--- Parts of the exercise ---
1. In the Publ release post below, copy everything from "There’s a new" down to "wrong about that." word for word.
2. Answer these questions about the Publ release post below:
(a) What version number does the release carry?
(b) Which feed was slow to render on the larger sites?
(c) Which ORM was assumed to page through query results as the loop iterated?

--- Selected text ---

•••

Publ: Development Blog

Publ v0.7.31 released

Posted (2 months ago)

There’s a new release of Publ. There’s no new features, but there’s a huge performance improvement.

I’d been having some performance issues where on my larger sites, the main Atom feed was taking a long time to render. It didn’t really bother me too much because thanks to aggressive caching it would only cause an occasional slow page load (on the order of a few seconds) every now and then, but I thought there was probably something wrong with the I/O characteristics of how pages render.

Boy howdy was I wrong about that.

The way that Publ handles count-based pagination is to look at the first eligible entry and then traverse forward in the query results until it finds that number of visible ones. There’s a few other fancy things for handling the presence of unauthorized entries for various purposes (for example, view.has_unauthorized and being able to retrieve a limited number of unauthorized entries for friends-only stubs on feeds and so on), but the prevailing assumption was that PonyORM would just have a query result cursor page through every time the iterator incremented on the loop.

•••

--- Data ---

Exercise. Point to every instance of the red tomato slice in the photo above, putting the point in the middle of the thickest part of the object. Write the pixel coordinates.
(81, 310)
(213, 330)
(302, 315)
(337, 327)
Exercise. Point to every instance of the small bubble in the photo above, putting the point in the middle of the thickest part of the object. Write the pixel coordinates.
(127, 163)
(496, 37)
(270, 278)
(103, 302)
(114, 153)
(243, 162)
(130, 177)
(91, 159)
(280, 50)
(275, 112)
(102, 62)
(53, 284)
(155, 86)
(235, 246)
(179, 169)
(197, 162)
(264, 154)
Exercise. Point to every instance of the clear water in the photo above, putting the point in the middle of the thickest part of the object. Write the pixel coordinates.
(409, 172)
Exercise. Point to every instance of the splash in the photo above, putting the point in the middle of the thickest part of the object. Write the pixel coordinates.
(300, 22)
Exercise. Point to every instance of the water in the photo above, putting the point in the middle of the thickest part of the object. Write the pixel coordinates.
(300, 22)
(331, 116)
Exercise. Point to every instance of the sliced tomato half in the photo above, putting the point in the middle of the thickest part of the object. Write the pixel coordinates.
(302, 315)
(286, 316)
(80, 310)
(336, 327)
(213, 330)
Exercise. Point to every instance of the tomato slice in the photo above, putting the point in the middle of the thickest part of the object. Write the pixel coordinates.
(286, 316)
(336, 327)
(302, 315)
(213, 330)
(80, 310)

•••

--- Completed exercise ---
1.
There’s a new release of Publ. There’s no new features, but there’s a huge performance improvement.

I’d been having some performance issues where on my larger sites, the main Atom feed was taking a long time to render. It didn’t really bother me too much because thanks to aggressive caching it would only cause an occasional slow page load (on the order of a few seconds) every now and then, but I thought there was probably something wrong with the I/O characteristics of how pages render.

Boy howdy was I wrong about that.

2.
(a) v0.7.31
(b) The main Atom feed
(c) PonyORM